>> begin

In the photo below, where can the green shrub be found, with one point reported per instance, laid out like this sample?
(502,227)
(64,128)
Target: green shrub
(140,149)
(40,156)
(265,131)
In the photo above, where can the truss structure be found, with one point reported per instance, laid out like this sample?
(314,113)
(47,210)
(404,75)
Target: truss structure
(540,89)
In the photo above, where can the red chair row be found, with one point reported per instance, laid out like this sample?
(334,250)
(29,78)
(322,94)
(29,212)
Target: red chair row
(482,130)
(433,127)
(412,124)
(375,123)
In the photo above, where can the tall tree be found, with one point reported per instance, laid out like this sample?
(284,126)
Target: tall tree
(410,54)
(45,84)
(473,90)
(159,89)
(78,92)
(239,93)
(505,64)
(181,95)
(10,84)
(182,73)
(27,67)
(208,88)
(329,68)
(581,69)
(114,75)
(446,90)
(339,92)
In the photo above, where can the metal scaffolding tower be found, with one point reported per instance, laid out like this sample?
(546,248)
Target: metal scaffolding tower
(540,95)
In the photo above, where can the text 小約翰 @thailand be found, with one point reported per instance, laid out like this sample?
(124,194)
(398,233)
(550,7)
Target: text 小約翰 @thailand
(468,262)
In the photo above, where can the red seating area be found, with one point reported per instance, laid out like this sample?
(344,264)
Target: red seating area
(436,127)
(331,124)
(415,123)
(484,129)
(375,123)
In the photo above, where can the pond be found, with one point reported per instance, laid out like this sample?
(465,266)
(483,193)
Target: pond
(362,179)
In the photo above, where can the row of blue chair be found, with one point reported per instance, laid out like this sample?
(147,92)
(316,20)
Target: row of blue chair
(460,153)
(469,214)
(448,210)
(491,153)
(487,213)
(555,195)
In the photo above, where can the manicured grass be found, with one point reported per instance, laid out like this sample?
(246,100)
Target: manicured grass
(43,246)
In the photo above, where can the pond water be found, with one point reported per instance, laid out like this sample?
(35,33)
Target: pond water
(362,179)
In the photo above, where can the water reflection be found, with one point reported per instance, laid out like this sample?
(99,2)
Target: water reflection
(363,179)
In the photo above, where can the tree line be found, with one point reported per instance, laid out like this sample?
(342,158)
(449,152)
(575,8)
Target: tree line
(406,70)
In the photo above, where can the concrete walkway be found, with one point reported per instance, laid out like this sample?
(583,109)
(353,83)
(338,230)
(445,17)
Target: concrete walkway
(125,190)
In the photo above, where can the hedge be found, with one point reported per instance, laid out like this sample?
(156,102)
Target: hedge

>> end

Goal:
Copy out the material word for word, from the line that contains "In the photo above, where can the water" through the last line, with both of those lines included.

Reply to the exercise:
In the photo above, where can the water reflection be found, with one point reported per instance, laid out like this sample?
(99,2)
Target: water reflection
(363,179)
In the photo above, where can the tree line be found, with one point reported per instance, laid out like this sample?
(342,158)
(449,152)
(575,8)
Target: tree line
(406,70)
In the photo above, where can the concrete walkway be found, with one point reported per instance, laid out like this sample?
(583,109)
(353,83)
(338,230)
(445,17)
Target: concrete walkway
(125,190)
In the photo above, where can the hedge be found, with one point reported per instance, laid out like this sample?
(156,102)
Target: hedge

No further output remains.